PROBLEM STATEMENT: Can you extract every item below and reproduce all of its lines verbatim?

DATA TO USE:

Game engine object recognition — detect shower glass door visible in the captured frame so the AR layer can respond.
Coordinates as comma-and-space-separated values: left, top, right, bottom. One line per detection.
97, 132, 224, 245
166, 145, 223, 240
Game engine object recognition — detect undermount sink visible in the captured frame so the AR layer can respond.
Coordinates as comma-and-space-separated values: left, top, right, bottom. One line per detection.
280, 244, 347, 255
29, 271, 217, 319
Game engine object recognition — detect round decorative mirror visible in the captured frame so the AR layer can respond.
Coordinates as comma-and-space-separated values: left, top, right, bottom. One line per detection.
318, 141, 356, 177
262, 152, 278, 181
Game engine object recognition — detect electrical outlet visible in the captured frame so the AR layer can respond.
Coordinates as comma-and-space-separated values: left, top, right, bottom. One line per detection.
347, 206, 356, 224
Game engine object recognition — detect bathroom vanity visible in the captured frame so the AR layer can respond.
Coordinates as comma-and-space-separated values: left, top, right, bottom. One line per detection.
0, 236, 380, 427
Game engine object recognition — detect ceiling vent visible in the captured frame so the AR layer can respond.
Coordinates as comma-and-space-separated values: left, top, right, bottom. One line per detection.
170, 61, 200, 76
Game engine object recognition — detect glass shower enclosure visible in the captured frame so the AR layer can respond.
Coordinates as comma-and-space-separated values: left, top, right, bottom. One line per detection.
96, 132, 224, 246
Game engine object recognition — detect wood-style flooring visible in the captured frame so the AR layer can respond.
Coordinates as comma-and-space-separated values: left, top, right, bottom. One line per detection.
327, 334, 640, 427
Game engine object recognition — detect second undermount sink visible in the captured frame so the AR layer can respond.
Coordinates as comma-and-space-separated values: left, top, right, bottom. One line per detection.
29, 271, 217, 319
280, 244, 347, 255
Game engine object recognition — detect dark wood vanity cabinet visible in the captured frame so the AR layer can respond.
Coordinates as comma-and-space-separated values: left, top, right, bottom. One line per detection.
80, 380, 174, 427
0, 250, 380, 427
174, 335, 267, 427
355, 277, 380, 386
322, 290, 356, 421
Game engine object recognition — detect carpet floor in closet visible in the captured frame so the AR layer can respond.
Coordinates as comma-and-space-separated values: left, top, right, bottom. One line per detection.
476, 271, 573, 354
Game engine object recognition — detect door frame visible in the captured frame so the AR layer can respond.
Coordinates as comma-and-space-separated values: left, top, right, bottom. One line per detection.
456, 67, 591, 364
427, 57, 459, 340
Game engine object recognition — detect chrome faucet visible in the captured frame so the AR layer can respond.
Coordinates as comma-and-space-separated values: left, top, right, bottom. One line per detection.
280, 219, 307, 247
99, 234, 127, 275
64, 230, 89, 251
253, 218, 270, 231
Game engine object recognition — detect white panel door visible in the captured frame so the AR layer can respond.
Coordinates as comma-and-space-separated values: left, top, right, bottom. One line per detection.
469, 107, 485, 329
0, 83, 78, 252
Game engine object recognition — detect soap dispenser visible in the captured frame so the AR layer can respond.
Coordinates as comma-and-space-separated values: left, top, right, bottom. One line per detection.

RESULT FOR THIS EXERCISE:
Game engine object recognition — detect shower glass door visible in the captured frame so the AR layer can respond.
Coordinates as comma-and-space-separated values: left, top, right, bottom. One line per detection.
97, 132, 224, 245
166, 145, 223, 240
Game engine object recognition — detect undermount sink visible in the captured frame so the AR layer can respond.
Coordinates as comma-and-space-separated values: left, top, right, bottom. One line per detection.
280, 244, 347, 255
29, 271, 217, 319
Game engine object recognition — detect round decorative mirror visible in the captured frame so the AR layer can respond.
Coordinates as comma-and-space-separated values: left, top, right, bottom. One line per detection.
318, 141, 356, 177
262, 152, 278, 181
Game engine object recognition — detect electrical outlet visible in the captured frame so the AR layer can respond.
Coordinates as comma-and-space-separated values: left, top, right, bottom. One line per detection.
347, 206, 356, 224
Game engine object recognition — detect bathroom vanity visible in the captured frame so the AR layer can respond.
Coordinates as comma-and-space-separated values: left, top, right, bottom. One line per detection.
0, 236, 380, 427
Game engine object recognition — detect ceiling vent visible in the captured frame so the AR layer can respond.
Coordinates as comma-and-space-separated values: left, top, right, bottom. One line per detection.
170, 61, 200, 76
Game engine object recognition — detect glass shower enclosure visible in the captured frame so the AR layer can respond.
Coordinates as comma-and-space-separated values: left, top, right, bottom. One line per detection.
96, 132, 224, 246
Game engine object recognition — detect wood-style flooring visible in the captured frame so the AR layer can respond.
Coordinates as comma-and-space-separated values: left, top, right, bottom. One line per detection.
327, 334, 640, 427
Game engine object recognition — detect second undermount sink visible in the captured frame so the AR layer can respond.
Coordinates as comma-and-space-separated values: left, top, right, bottom. One line per detection.
29, 271, 217, 319
280, 244, 347, 255
Game engine object recognition — detect dark wood vanity cabinet visible in the captured frame so the AR layer can respond.
Coordinates as comma-and-space-separated values: left, top, right, bottom. One line per detection.
80, 380, 174, 427
0, 250, 380, 427
174, 335, 267, 427
355, 277, 380, 386
322, 290, 356, 421
Game engine object recognition — detect carpet floor in closet visible in the captured frame so the AR layer can respond.
Coordinates as comma-and-space-separated values: left, top, right, bottom. One line per detection.
476, 271, 573, 354
Game engine object recognition — detect door frame visible in the captured frame so the AR layer can respond.
Coordinates as comma-and-space-separated values: left, top, right, bottom. One line per detection.
456, 67, 591, 364
427, 57, 459, 340
Game engine object recognition — detect chrome faucet visible in the captured frame so the AR layer can respond.
Coordinates as comma-and-space-separated values: left, top, right, bottom. One line per detection.
280, 219, 307, 247
99, 234, 127, 275
64, 230, 89, 251
253, 218, 270, 231
Game engine object recognition — detect white panel door visible in the captured frame so the AR layer can respond.
Coordinates as comma-and-space-separated values: left, top, right, bottom. One line per detection.
469, 107, 485, 329
0, 83, 78, 252
Game engine object recognition — detect soap dispenser visible in the captured frame so the AR layer can respond.
Coordinates as comma-and-space-separated values: left, top, right, bottom. One line per detection.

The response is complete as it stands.